▶
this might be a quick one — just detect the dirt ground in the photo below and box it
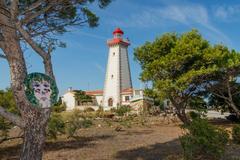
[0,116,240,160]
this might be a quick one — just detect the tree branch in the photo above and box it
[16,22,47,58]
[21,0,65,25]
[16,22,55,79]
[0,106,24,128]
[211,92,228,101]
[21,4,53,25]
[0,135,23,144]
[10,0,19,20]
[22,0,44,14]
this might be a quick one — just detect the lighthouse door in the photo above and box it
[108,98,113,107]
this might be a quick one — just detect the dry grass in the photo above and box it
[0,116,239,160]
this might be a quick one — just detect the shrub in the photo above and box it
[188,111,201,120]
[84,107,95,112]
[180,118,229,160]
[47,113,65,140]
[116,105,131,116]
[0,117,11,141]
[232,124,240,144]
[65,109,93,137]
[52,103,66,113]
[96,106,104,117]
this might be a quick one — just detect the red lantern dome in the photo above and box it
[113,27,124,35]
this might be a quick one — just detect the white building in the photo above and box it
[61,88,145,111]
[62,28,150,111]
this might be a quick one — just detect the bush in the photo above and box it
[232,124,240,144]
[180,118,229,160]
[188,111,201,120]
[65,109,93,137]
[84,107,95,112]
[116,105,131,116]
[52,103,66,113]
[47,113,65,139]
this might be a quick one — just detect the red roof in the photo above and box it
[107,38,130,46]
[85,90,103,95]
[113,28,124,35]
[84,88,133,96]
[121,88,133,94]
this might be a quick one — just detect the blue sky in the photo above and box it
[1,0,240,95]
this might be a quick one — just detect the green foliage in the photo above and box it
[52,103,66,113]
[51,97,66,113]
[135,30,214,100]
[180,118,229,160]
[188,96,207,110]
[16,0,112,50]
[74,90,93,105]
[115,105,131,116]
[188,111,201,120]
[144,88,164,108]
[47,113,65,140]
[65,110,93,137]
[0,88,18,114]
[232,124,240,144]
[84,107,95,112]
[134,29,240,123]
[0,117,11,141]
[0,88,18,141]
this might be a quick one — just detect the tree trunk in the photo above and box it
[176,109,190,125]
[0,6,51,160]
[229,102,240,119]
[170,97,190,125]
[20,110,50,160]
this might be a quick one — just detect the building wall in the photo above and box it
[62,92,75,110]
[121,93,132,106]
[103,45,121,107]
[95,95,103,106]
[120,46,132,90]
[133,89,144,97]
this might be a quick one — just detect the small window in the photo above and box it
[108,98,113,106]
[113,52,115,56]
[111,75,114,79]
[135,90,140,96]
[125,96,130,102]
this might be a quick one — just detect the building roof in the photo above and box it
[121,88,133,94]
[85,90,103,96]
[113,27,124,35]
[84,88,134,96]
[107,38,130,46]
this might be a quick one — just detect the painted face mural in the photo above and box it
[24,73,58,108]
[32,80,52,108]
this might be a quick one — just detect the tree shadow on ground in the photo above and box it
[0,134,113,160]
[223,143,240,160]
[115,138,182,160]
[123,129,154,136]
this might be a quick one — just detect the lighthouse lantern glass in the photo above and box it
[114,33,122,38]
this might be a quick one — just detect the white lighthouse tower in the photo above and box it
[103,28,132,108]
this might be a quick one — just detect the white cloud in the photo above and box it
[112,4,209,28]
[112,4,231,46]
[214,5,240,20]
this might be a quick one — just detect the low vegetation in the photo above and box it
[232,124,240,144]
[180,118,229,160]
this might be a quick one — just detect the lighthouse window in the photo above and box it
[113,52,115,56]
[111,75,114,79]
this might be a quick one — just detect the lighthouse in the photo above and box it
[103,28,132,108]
◀
Work to complete: From the material above, print everything exactly except the pictures.

Task result:
this might be a quick one — just detect the dirt ground in the photo below and box it
[0,116,240,160]
this might be a quick one — just detect the tree branch in the photo above and box it
[16,22,47,58]
[21,0,65,25]
[16,22,55,79]
[0,106,24,128]
[211,92,228,101]
[21,4,53,25]
[0,135,23,144]
[10,0,19,20]
[22,0,44,14]
this might be a quick one — just detect the lighthouse door in the photo above and box it
[108,98,113,107]
this might be a quick one — just detect the dry grass in the photo above and box it
[0,116,239,160]
this might be a quick one — just detect the shrub in the photo above and box it
[188,111,201,120]
[84,107,95,112]
[180,118,229,160]
[47,113,65,140]
[116,105,131,116]
[0,117,11,141]
[232,124,240,144]
[65,109,93,137]
[52,103,66,113]
[96,106,104,117]
this might be a quick one — just detect the red lantern dome in the photo above and box it
[113,27,124,35]
this might be a quick one — just detect the white building in the photo above and box it
[61,88,145,111]
[62,28,150,111]
this might be a quick one — just detect the bush in the photo above and box it
[232,124,240,144]
[180,118,229,160]
[188,111,201,120]
[65,109,93,137]
[84,107,95,112]
[116,105,131,116]
[52,103,66,113]
[47,113,65,139]
this might be a quick one — just detect the red roof in the photo above and box it
[107,38,130,46]
[85,90,103,95]
[113,28,124,35]
[84,88,133,96]
[121,88,133,94]
this might be a quick one — just detect the blue sky in the photo above and box it
[1,0,240,95]
this might be a quick one — just detect the green foliage in the photo above and box it
[52,103,66,113]
[51,97,66,113]
[135,30,214,100]
[180,118,229,160]
[188,96,207,110]
[16,0,112,50]
[74,90,93,105]
[115,105,131,116]
[188,111,201,120]
[144,88,164,108]
[47,113,65,140]
[65,110,93,137]
[0,88,18,114]
[232,124,240,144]
[84,107,95,112]
[134,29,240,123]
[0,117,11,141]
[0,88,18,141]
this might be a quick one — just detect the tree trunk in the photo above and box it
[176,109,190,125]
[0,6,51,160]
[229,102,240,119]
[170,97,190,125]
[20,110,50,160]
this might be a quick one — just detect the building wall in the photo above and box it
[62,92,75,110]
[121,93,132,106]
[103,45,121,107]
[95,95,103,106]
[120,46,132,90]
[133,89,144,97]
this might be a quick one — just detect the small window in the photo above and box it
[108,98,113,106]
[113,52,115,56]
[111,75,114,79]
[135,90,140,96]
[125,96,130,102]
this might be a quick one — just detect the building roof in the photo above and box it
[121,88,133,94]
[85,90,103,96]
[113,27,124,35]
[84,88,134,96]
[107,38,130,46]
this might be a quick one — just detect the painted face mural in the photo above and box it
[24,73,58,108]
[32,80,52,108]
this might be a quick one — just detect the tree shadow on ground in the photo above and box it
[0,134,113,160]
[223,143,240,160]
[115,138,182,160]
[123,129,154,136]
this might be a quick one — just detect the lighthouse lantern glass in the photo above and box it
[114,33,122,38]
this might be a quick one — just detect the white lighthouse tower in the photo above and box it
[103,28,132,108]
this might be a quick one — just detect the white cloud in the photo above and box it
[112,4,209,28]
[112,4,231,46]
[214,5,240,20]
this might be a quick one — just detect the low vegetation in the photo above and box it
[232,124,240,144]
[180,118,229,160]
this might be a quick one — just detect the lighthouse window in the photo above and box it
[113,52,115,56]
[111,75,114,79]
this might be a quick one — just detect the lighthouse in the photo above and box it
[103,28,132,108]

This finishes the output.